* **EXERCISE REQUIREMENTS**:
Edit the records from the line that contains "Annotate each instance of the sunlight" through the end of the records, changing "distant building" to "remote structure" and leaving everything else as it is. Output only those lines.
— START OF DATA FOR THE TASK —
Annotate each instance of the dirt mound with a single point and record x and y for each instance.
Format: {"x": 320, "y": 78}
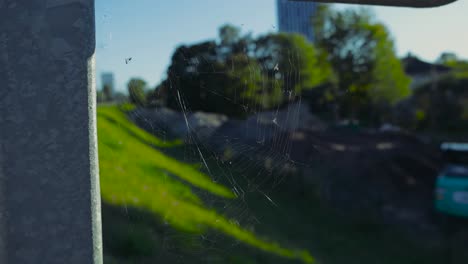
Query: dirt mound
{"x": 387, "y": 176}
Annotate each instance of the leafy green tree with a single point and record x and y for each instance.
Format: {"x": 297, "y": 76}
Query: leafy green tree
{"x": 136, "y": 90}
{"x": 107, "y": 93}
{"x": 363, "y": 58}
{"x": 238, "y": 74}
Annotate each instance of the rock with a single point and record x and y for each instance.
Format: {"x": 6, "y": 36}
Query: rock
{"x": 172, "y": 124}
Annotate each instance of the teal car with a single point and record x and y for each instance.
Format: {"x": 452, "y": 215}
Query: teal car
{"x": 451, "y": 194}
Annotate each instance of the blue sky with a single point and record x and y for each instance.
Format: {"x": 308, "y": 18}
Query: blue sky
{"x": 150, "y": 30}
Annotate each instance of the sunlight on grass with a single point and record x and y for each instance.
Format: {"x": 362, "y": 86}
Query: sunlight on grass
{"x": 133, "y": 172}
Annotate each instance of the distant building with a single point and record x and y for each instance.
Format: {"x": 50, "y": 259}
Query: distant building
{"x": 296, "y": 17}
{"x": 422, "y": 72}
{"x": 108, "y": 79}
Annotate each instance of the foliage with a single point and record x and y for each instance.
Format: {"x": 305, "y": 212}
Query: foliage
— END OF DATA FOR THE TASK —
* **TASK OUTPUT**:
Annotate each instance of the sunlight on grass with a single point and record x and y for each instance.
Format: {"x": 362, "y": 86}
Query: sunlight on grass
{"x": 133, "y": 172}
Annotate each instance of the remote structure with a single point and record x and y for each instance.
Format: {"x": 50, "y": 259}
Query: remote structure
{"x": 296, "y": 17}
{"x": 422, "y": 72}
{"x": 108, "y": 79}
Annotate each instance of the foliage with a single point and record x and y for each instance.
Format: {"x": 305, "y": 212}
Query: foliage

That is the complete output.